_TASK GOAL_
Give back every line of the data below word for word, but omit the pictures.

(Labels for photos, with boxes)
* * * * *

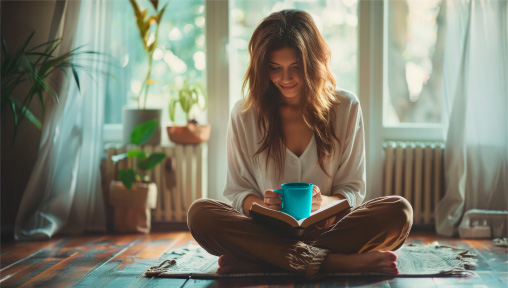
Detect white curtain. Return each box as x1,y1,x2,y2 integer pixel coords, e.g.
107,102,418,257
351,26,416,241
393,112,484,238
436,0,508,236
15,1,108,240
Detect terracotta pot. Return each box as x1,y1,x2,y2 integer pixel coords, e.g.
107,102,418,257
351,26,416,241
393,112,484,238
109,180,157,233
167,122,212,144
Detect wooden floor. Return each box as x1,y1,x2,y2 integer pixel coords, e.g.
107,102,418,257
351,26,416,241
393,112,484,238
0,228,508,288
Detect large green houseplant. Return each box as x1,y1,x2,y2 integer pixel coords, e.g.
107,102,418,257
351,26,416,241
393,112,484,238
109,119,166,233
123,0,167,144
167,79,211,144
1,31,100,141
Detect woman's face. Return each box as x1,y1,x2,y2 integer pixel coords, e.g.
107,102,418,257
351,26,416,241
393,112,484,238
268,47,302,100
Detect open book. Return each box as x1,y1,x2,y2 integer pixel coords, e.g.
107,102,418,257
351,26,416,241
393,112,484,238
250,199,351,238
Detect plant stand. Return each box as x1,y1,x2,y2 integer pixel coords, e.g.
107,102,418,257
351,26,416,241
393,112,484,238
109,180,157,234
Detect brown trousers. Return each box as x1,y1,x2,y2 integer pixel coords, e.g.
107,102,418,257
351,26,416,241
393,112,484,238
187,196,413,278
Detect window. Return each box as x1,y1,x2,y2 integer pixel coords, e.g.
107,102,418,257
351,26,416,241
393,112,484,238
104,0,206,126
229,0,358,103
383,0,444,126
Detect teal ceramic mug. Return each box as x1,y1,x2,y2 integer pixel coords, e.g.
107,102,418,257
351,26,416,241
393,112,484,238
275,182,314,220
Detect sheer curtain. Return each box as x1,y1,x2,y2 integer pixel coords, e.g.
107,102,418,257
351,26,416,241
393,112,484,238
15,1,108,240
436,0,508,236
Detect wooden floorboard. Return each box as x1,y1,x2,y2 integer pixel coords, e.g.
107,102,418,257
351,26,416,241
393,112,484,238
0,232,508,288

* * * * *

_THE SOLUTION_
Detect white curtain. Return each box as x1,y1,x2,y2 integer pixel coords, e.g.
107,102,418,257
351,26,416,241
393,112,484,238
436,0,508,236
15,1,108,240
Detect terracotta pot. Return each box as x1,y1,x2,y2 integer pixel coords, e.g.
107,102,418,257
351,26,416,241
393,112,484,238
109,180,157,233
167,122,212,144
Detect wooden floor. Return each box as x1,y1,x2,y2 integer pixel coords, e.g.
107,102,418,257
351,26,416,241
393,112,484,238
0,228,508,288
Detect large green houseplant. Return each box as x1,y1,x2,y2 integer pixel coords, e.g.
107,102,418,257
351,26,416,241
393,112,484,238
109,119,166,233
123,0,167,144
167,79,211,144
1,31,100,141
Detect woman's face. Return each box as x1,y1,x2,y2 integer pixel coords, e.g.
107,102,418,257
351,26,416,241
393,112,484,238
268,47,302,100
Detect open book. Return each box as x1,y1,x2,y2 integer pixel coords, e.g.
107,102,418,257
351,26,416,241
393,112,484,238
250,199,351,238
Detect plant stand. Return each box as x1,y1,x2,y2 integer pixel coords, e.g.
107,102,418,257
351,26,416,241
393,112,484,238
109,180,157,234
Detect brown trousers. Return each box as x1,y1,x2,y2 integer pixel coords, e.g.
107,102,418,257
351,26,416,241
393,112,484,238
187,196,413,278
Detect window. Return each box as x1,y1,x2,y2 integer pixel coords, e.g.
107,102,418,257
351,26,416,241
393,112,484,238
104,0,206,126
229,0,358,103
383,0,444,126
Detect teal ceramic mug. Return each box as x1,y1,x2,y2 integer pixel coords, e.g.
107,102,418,257
351,26,416,241
393,112,484,238
275,182,314,220
Detect sheer curtain. Return each box as x1,y1,x2,y2 integer pixel coords, e.g.
107,102,418,257
351,26,416,241
393,112,484,238
15,1,108,240
436,0,508,236
Detect wooden floorboard. Return each box as x1,y1,x2,y2 integer pixel coords, e.g.
107,102,418,257
351,26,416,241
393,112,484,238
0,232,508,288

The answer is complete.